Задания.
(1) Перепишите дословно часть отрывка о поэзии Анны Гедымин между словами «Перед тобой замирает» и «просвещенный и безжалостный.», включая их.
(2) Продолжите отрывок о поэзии Анны Гедымин, начав сразу после его последнего предложения.

Отрывок.
········

Еще пример. Бабушка Белла «из соображений, как ей казалось, безопасности семьи» – уничтожила родословную Гедиминов. Ту самую, которую потом по крупицам собирала Анна.

И эта же бабушка в войну променяла на хлеб хранившуюся в семье уникальную старинную библиотеку. Кто тут прав? Кого судить? Именем чего судить? Логика бьется меж полюсами горя и гордости, голода и просвещенного достоинства, и не находит выхода. Поэзия – в самой безвыходности находит смысл и видит выход, не поддающийся логике.

Горькая дань просвещенному веку

(Спятил он, что ли?

                              Оглох и ослеп?):

Всю уникальную библиотеку

Бабка в войну обменяла на хлеб.

Хлеб тот промерзший детишки понуро

Отогревали, в ладони дыша…

Не оттого ли,

                   литература,

Перед тобой замирает душа?..

Душа замирает, отдавая горькую дань оглохшему и ослепшему веку. То ли он враг тебе, этот век, то ли друг… Век просвещенный и безжалостный.

Это взаимосцепление счастливой связи и фатальной вражды окрашивает уникальной интонацией и любовную лирику Анны Гедымин: «Мы выбрали вражду двух любящих людей».

Если счастье взаимности, то оно пресекается разрывом. Если разрыв, то он-то и таит в себе счастье. Логике тут делать нечего. Для поэзии – самый счастливый шанс: сопрячь несопрягаемое: «И она любила его даже больше, чем он ее не любил».

Вместе плохо, врозь – еще хуже, но врозь – все-таки лучше, чем снова вместе, потому что снова вместе плохо… Выходит, в любви осуществляется закон. Какой? Закон потери. «Ты дорог мне как главная потеря из выстраданных мной когда-нибудь».

Любовь похожа на гибель – именно гибель возвращает любви осязаемость – «И так мне холодно с тобой, так больно! – почти как без тебя».

Что больней? Что радостней? Что сильней? – «Ты мне нужен сильней, чем другим не нужен».

Уравнение неуравнимостей…

Наконец, финальное: «Так чему ты рад, обреченный мой? Так за что ты благодаришь?»

Благодарить есть за что. Все-таки впервые на протяжении гибельного века входит в жизнь поколение, не прибитое военным временем, не обломанное лагерным режимом, не обкарнанное в выражении чувств ни цензурой нравов, ни цензурой слов. Под мутноватым титулом Перестройки осуществляется, наконец, время, которое чаялось под всяческими хомутами и плахами. Реализуются мечты задавленных и полузадавленных прадедов, дедов, отцов… И можно уже, кажется, задать детям и внукам сакраментальный вопрос: «Ну, так вы, наконец, счастливы?»

········

Исходные данные.
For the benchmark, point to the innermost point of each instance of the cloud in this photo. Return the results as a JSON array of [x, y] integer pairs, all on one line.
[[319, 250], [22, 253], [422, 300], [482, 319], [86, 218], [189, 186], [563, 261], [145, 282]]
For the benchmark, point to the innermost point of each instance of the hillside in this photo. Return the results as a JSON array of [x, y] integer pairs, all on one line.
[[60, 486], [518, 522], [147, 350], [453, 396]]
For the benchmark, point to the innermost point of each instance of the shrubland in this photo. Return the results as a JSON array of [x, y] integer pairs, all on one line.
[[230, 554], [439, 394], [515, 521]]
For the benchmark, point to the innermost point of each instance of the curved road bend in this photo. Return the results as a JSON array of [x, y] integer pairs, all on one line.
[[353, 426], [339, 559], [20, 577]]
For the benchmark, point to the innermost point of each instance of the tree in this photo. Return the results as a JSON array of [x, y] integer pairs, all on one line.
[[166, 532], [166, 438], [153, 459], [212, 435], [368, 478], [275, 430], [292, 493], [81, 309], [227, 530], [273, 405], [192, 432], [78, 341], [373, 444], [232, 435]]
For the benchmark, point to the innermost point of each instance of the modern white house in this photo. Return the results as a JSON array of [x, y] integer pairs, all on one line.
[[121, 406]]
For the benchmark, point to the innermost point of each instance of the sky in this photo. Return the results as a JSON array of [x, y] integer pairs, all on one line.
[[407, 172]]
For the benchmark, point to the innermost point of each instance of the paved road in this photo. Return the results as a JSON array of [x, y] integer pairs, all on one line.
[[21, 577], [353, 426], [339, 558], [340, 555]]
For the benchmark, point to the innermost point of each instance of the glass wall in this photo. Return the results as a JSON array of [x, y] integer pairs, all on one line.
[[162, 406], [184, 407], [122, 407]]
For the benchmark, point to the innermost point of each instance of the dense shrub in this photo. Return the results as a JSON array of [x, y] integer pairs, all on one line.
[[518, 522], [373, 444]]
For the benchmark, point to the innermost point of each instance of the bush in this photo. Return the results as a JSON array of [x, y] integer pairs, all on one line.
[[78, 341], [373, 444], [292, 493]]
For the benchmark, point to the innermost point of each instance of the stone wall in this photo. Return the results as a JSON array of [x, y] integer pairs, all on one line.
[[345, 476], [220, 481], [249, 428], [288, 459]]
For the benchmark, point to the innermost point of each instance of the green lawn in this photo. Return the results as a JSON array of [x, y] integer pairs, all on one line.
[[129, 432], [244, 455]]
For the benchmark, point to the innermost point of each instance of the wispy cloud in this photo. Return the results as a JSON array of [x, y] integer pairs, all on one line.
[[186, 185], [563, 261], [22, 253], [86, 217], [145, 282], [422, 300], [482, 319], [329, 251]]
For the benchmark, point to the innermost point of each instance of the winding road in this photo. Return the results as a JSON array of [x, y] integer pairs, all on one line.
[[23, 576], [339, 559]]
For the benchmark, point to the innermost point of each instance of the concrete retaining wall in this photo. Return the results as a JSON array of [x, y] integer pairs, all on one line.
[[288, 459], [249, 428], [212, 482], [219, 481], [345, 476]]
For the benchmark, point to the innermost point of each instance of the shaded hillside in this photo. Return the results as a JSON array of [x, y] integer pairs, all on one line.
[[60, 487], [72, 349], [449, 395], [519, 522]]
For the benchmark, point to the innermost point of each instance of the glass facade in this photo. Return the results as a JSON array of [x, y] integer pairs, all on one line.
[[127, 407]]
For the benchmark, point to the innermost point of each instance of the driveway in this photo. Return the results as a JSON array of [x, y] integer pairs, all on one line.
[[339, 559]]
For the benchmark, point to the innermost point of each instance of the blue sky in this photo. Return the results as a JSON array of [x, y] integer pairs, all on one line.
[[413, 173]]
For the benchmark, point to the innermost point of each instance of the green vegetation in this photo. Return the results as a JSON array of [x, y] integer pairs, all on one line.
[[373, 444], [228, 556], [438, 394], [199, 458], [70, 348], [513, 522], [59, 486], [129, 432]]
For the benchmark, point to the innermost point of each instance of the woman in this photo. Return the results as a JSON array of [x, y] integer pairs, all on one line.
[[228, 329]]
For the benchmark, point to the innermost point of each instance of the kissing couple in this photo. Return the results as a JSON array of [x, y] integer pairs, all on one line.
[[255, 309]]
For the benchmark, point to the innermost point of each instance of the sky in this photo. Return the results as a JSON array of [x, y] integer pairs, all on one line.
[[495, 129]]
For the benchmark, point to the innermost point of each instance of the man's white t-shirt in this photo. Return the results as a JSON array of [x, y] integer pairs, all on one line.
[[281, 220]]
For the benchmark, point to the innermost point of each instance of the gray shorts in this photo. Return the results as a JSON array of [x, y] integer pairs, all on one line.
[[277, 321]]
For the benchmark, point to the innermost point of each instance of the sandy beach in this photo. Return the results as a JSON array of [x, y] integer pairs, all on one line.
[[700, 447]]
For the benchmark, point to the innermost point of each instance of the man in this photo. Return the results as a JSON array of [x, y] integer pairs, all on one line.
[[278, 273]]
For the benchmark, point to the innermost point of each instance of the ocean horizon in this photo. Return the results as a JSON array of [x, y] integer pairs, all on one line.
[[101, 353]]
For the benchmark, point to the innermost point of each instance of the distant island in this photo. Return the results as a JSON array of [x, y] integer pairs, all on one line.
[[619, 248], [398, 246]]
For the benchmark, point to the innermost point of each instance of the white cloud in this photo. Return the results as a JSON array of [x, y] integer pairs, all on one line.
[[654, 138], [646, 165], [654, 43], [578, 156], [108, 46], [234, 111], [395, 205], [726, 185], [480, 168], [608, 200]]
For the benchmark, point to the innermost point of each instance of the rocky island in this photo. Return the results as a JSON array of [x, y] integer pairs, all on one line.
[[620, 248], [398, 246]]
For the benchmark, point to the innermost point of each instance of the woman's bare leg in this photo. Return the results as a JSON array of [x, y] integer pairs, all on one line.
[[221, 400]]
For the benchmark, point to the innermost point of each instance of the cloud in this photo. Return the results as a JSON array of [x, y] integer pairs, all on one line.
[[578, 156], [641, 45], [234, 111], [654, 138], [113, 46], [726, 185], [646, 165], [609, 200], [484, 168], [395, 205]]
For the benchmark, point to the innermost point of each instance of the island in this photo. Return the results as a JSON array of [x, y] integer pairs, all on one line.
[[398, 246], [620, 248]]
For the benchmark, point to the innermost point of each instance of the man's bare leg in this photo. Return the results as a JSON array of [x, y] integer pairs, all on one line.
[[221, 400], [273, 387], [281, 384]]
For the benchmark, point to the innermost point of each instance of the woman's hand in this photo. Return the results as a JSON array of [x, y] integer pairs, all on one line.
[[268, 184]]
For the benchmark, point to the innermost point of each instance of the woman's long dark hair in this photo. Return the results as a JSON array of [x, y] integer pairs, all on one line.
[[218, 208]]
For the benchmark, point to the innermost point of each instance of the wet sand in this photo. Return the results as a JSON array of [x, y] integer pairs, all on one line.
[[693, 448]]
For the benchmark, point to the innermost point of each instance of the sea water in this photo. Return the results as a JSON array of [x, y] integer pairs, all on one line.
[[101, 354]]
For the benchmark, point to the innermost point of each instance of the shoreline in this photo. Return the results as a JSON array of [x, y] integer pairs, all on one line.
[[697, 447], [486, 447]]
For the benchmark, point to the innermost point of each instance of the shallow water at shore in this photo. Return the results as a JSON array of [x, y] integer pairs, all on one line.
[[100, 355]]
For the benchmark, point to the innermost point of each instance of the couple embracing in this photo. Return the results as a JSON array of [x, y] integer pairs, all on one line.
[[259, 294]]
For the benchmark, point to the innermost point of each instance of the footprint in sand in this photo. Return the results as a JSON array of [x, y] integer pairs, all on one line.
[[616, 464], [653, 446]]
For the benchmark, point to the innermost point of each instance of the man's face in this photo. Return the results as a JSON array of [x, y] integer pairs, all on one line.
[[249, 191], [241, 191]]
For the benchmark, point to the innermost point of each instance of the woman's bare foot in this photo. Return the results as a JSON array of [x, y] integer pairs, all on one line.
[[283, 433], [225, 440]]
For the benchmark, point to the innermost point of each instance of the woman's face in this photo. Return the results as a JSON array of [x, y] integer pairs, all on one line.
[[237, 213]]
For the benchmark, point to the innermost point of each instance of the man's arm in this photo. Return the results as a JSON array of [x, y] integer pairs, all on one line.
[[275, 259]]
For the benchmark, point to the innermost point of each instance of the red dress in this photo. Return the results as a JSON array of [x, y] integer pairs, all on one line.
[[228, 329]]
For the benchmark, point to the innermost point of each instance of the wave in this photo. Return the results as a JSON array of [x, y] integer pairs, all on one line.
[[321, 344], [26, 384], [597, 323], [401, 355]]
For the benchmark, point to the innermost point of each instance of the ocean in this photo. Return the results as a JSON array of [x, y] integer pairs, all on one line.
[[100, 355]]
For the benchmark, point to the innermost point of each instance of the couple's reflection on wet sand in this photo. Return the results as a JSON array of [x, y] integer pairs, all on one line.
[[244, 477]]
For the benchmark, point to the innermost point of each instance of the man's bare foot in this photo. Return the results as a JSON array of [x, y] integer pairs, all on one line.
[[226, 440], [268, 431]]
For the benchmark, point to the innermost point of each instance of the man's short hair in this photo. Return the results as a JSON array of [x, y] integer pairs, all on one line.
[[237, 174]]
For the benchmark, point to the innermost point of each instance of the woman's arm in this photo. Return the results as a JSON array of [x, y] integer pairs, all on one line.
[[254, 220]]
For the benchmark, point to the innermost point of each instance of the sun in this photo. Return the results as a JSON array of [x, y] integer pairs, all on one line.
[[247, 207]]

········

Ответы к заданиям.
(1)
Перед тобой замирает душа?..

Душа замирает, отдавая горькую дань оглохшему и ослепшему веку. То ли он враг тебе, этот век, то ли друг… Век просвещенный и безжалостный.

(2)
Ах, что-то мешает ответить… То ли спазм души, то ли облака в воде, то ли жужжит что-то…

И озеро в пятнышках облаков,

И шмель над зацветшей сливой —

«Кто таков, – спрашивают у меня, – да кто он таков,

Чтоб сделать тебя счастливой?

Нет, все-таки я спрашиваю: счастье есть? Или нет?

Ах, вопрос сам собой переворачивается от какого-то внутреннего заклятья:

Придавили сердце мое, словно льдиной,

На душе ощущается недород…

Счастье в том, говорят, чтобы быть любимой,

А выходит – наоборот.

А если это «наоборот» еще раз повернуть наоборот – будет, наконец, счастье?

Ах, рецепта хочется? Попробуйте сами:

Счастье близкое такое,

Да осеннее, увы…

Может, хватит на жаркое

С горьким привкусом листвы…

Так чего всё-таки не хватает? Всё вроде есть…

Ах, всё?!

На душе – покой и прохлада,

За окном – умеренный свет.

Вот и все, что для жизни надо…

А для счастья – лишь смерти нет.

Кого же это мы ей напоминаем, с этими допросами о счастье, – мы, дети войн и революций, баррикад и переворотов, химер, миражей и счастливых иллюзий?

А то собираются вместе, прикрывая злобу – участьем,

И начинают судить нас, об истине зная немного:

Мол, наше счастье – это, в общем, несчастье,

И мы поплатимся, а они, возможно, помогут.

Мы-то поможем. А вы – неужели поплатитесь?

Счастливый случай: поколение, которое ни за что не поплатилось. Вопреки истории. Вопреки общему ее опыту. Вопреки всему, чего следовало ожидать.

В новом веке (тысячелетии) прочувствовано и записано:

Спасибо, судьба, за нежданную милость —

Что счастье ко мне так рвалось и ломилось,

Так жадно меня умоляло о встрече,

Что я наконец-то устала перечить.

Как будто очистилась жизнь от коросты,

Как будто сбылись новогодние тосты

И бродит душа по расцветшему раю…

Я знаю теперь, что я многое знаю!

Я знаю, что прошлое было кошмаром,

Что счастье дается случайно и даром —

И лучшим, и худшим, и средней руки,

Всему, что твердили мне, вопреки.

Будьте счастливы – вопреки! Вдруг случай не повторится?

Каштаны на Калининском (1978–1984)

«Огромный, птичий, солнечный, явись…»

Огромный, птичий, солнечный, явись!

Какое лето родилось, вскипая,

Какая зелень, синева какая,

Возникнув рядом, за руки взялись!

А суета, твоя тоска и злость —

Как лед речной и трепаные ели.

Но реки сохли и стволы худели,

А лето снова, снова родилось!

Так задержись на миг, остановись,

Зажмурь глаза, чтоб не обжечься светом,

И этим утром, вместе с ярким летом,

Огромный, птичий, солнечный, явись!..

Трубниковский переулок

Дом, где я родилась, потерпел поражение

В битве с новыми зданьями – выше зари.

Даже память моя – только воображение,

Я не помню, как выглядел он изнутри.

Только помню – в нем жили четыре мелодии:

Песня старых дверей, песня старых полов,

Песня старого дворника дяди Володи

                                                            и

Песня ветра в трубе, песня ветра без слов...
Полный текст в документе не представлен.